• _Short problem 1_
Answer these questions using the thread on fluid in a rotating tube:
(a) What allowed the fluid to slide out radially?
(b) What date appears on andyrk's posts?
(c) What does the mentor say the liquid has before it gets to the closed end?

• _Excerpted text_
## Begin
The fluid is not stationary. It is accelerating.
Yes. Exactly.
That's right. It was both sliding radially and rotating. The inability to apply a centripetal force allowed it to slide out radially. If a centripetal force could have been applied, it would not have slid radially.

What makes you think the closed end of the tube isn't strong enough to prevent bursting. Suppose the tube is very thick and strong.

Chet

3. Feb 12, 2015

### andyrk

So you mean to say that only when it is stopped by the closed end, does the liquid begin moving in circular motion? Before the stoppage, it was rotating but not executing circular motion. Is that correct?

But then, why did the liquid not experience any centripetal force when it was going towards the closed end? Why didn't it have any pressure difference when it was going to the closed end but hadn't reached there yet?

Why did the liquid had to wait all the way to get back at the end of the tube to start circular motion? Why couldn't it do the same thing before reaching the closed end? And if it starts circular motion at the closed end, then shouldn't the normal reaction from the end of the tube contribute to the centripetal force (because that is what appears to have opposed the centrifugal force) and not the pressure difference?

Last edited: Feb 12, 2015
4. Feb 12, 2015

### andyrk

Anyone there?

5. Feb 12, 2015

### Staff: Mentor

If you mean purely circular motion, then yes. But, before it gets to the closed end, it has a component of circular motion.
## End
• _Materials provided_
## Begin
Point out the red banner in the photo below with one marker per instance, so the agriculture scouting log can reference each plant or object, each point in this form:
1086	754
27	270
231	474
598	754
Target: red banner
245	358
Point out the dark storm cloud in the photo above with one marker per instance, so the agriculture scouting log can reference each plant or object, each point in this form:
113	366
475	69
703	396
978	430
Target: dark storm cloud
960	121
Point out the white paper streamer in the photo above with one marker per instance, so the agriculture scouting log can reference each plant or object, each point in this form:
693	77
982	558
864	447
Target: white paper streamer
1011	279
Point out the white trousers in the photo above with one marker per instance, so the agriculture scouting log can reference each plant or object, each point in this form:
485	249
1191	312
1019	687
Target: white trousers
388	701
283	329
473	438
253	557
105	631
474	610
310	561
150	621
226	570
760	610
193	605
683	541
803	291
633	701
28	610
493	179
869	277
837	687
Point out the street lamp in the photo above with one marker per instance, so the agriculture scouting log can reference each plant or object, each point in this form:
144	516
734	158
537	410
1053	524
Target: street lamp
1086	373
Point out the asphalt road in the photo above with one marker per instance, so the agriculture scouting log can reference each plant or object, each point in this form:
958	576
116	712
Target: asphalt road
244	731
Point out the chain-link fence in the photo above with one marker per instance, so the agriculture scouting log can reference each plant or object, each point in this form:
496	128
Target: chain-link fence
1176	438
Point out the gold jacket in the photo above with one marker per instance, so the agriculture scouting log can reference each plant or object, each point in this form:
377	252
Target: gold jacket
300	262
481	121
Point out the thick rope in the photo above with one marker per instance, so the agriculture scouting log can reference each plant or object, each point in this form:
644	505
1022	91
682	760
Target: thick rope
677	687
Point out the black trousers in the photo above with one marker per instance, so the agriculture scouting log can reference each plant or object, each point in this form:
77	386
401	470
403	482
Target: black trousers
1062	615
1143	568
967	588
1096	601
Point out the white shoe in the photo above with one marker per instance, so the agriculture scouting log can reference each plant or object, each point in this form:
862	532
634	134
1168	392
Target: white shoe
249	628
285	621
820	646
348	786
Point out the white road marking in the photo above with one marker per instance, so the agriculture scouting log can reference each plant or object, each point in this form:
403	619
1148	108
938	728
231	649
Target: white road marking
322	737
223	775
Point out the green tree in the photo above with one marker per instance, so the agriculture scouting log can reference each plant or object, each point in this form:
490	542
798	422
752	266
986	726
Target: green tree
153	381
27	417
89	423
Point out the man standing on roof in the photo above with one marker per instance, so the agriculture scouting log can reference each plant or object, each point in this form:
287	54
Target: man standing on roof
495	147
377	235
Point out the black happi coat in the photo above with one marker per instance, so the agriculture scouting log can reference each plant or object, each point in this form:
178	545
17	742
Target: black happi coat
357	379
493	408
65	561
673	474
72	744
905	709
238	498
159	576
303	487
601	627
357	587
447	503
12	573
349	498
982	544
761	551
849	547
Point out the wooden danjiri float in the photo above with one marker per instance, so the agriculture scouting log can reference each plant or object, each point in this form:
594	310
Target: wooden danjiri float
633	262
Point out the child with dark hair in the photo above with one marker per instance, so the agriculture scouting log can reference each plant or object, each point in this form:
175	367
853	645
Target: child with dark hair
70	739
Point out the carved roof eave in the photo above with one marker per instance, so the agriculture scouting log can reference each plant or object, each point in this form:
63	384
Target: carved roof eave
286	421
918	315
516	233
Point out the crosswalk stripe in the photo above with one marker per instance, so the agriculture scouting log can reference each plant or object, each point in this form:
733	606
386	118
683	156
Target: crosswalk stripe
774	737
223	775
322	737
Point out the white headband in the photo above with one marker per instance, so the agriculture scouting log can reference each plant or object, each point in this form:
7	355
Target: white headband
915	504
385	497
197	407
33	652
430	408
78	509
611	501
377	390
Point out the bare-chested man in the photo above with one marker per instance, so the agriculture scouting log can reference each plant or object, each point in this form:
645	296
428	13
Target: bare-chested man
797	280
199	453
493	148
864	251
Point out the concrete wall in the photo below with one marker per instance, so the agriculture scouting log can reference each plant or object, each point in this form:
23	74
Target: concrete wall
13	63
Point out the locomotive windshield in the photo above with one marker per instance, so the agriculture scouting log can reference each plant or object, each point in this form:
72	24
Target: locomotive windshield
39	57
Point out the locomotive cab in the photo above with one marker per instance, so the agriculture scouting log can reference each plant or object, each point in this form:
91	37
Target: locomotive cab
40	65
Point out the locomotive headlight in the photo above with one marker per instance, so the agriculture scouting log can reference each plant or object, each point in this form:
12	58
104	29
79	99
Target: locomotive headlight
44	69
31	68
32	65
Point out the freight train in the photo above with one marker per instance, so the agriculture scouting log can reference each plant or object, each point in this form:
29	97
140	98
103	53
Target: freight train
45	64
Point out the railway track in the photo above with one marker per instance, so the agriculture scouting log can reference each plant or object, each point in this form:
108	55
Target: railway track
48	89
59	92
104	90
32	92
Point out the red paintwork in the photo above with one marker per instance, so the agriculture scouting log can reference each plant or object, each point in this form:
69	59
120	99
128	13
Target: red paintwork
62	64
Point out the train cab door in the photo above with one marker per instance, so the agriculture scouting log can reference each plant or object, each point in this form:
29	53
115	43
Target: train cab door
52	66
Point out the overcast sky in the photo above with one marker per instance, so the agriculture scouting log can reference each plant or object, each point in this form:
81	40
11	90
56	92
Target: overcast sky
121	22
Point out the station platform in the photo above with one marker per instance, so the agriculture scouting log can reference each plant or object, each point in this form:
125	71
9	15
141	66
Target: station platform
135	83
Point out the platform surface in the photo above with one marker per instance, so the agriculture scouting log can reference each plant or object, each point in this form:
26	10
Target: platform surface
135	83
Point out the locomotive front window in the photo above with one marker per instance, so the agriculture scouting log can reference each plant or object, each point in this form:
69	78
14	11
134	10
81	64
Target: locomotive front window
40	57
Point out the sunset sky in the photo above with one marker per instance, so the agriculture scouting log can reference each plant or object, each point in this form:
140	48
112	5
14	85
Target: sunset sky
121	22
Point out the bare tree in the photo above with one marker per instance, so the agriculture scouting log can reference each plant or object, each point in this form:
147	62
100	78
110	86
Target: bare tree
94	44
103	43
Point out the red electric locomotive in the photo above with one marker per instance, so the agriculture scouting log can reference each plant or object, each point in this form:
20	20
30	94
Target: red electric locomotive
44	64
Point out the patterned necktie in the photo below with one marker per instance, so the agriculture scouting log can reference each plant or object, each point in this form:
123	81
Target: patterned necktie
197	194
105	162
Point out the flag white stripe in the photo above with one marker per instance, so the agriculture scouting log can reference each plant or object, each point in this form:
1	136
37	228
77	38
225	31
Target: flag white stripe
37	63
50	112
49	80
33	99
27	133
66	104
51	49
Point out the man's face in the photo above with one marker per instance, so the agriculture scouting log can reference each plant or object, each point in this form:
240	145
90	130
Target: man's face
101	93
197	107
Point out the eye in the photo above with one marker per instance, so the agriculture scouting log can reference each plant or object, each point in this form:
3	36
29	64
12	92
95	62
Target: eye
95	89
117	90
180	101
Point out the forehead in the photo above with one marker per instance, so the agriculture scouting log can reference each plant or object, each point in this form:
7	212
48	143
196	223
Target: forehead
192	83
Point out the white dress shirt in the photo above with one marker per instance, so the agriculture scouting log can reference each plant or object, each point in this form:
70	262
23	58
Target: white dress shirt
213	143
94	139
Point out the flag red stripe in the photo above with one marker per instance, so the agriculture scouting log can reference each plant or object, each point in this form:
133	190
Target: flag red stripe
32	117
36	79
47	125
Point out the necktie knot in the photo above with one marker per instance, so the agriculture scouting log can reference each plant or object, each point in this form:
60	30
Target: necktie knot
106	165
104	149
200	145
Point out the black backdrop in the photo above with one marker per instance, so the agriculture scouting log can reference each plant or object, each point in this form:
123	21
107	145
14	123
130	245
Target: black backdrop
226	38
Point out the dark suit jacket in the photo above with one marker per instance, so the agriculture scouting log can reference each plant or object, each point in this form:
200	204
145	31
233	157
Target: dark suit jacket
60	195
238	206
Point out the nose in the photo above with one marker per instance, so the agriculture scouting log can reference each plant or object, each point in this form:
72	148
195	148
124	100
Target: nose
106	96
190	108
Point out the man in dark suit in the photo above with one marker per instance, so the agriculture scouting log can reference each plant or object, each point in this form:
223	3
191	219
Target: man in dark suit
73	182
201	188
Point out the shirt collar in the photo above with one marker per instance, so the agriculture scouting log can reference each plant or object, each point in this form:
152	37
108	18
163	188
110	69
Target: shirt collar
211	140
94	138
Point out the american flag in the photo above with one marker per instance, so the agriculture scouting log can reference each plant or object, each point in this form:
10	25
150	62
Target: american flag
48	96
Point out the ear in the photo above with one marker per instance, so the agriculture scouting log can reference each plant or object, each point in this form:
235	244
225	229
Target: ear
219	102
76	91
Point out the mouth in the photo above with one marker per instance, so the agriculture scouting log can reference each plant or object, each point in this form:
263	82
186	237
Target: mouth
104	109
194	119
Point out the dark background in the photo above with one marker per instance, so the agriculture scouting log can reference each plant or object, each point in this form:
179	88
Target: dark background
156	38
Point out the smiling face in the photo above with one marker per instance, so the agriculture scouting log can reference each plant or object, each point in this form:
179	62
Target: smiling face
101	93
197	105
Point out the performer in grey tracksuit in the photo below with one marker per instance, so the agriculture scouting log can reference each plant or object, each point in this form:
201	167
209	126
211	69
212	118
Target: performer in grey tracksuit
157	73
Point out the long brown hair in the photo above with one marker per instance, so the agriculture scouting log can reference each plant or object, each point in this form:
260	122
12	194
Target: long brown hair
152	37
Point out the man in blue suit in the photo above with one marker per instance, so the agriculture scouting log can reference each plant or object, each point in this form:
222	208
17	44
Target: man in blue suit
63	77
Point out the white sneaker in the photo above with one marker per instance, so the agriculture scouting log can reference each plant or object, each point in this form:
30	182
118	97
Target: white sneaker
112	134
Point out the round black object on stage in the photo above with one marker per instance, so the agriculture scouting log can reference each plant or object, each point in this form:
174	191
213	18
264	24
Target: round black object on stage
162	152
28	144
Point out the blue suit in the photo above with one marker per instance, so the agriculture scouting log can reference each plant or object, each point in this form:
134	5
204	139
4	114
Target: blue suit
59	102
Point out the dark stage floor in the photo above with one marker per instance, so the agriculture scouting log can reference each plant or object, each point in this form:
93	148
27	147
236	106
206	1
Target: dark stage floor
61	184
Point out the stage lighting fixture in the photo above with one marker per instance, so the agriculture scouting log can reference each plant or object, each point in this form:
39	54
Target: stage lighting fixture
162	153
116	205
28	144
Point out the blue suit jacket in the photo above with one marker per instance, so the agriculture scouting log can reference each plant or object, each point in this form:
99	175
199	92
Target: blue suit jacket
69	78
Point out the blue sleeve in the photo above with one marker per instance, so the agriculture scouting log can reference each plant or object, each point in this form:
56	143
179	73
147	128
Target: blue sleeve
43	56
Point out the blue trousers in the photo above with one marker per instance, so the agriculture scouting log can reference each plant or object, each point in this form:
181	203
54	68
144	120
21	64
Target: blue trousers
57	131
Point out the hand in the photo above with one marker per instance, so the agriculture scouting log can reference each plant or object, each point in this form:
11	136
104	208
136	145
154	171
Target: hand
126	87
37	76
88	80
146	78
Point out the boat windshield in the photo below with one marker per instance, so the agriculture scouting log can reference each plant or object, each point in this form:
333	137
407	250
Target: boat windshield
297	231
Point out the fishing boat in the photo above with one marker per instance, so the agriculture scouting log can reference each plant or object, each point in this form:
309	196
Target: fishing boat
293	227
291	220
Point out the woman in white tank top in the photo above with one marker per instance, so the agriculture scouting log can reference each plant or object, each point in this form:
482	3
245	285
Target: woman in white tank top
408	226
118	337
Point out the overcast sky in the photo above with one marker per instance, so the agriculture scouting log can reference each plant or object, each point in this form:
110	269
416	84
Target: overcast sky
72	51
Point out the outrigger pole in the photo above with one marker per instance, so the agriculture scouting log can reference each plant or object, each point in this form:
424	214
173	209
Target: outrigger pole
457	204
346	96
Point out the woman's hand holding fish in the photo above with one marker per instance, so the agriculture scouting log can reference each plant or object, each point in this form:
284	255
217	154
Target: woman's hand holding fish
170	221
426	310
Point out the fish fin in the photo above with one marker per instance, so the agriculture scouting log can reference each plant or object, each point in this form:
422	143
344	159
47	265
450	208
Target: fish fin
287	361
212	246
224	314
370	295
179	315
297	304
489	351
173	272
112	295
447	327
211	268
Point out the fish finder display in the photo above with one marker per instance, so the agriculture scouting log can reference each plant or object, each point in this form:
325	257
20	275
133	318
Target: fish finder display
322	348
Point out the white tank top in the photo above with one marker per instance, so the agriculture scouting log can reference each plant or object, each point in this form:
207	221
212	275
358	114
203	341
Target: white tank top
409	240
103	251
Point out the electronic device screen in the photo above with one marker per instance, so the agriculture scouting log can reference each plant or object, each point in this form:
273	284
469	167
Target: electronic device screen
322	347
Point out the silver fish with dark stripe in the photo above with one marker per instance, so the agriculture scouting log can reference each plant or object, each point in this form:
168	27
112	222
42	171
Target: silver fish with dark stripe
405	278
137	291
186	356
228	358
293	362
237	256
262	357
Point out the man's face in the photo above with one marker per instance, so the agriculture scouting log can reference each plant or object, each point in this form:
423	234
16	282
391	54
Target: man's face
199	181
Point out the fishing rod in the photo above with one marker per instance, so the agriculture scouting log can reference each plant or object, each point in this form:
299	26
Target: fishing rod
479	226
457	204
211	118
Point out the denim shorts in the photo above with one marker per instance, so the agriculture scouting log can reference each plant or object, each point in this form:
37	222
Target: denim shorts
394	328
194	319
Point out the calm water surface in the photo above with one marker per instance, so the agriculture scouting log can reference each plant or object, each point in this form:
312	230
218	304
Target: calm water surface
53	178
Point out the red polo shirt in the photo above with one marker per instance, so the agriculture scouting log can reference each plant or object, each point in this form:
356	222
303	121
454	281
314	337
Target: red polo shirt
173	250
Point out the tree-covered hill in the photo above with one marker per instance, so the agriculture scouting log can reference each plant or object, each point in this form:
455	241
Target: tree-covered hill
## End
• _Short problem 2_
Format the rows as a numbered list, from the line containing "Point out the tree-covered" through the last line of the rows. Leave out blank lines.

• _Worked solution 1_
(a) The inability to apply a centripetal force.
(b) Feb 12, 2015.
(c) A component of circular motion.

• _Worked solution 2_
1. Point out the tree-covered hill in the photo above with one marker per instance, so the agriculture scouting log can reference each plant or object, each point in this form:
2. 455	241
3. Target: tree-covered hill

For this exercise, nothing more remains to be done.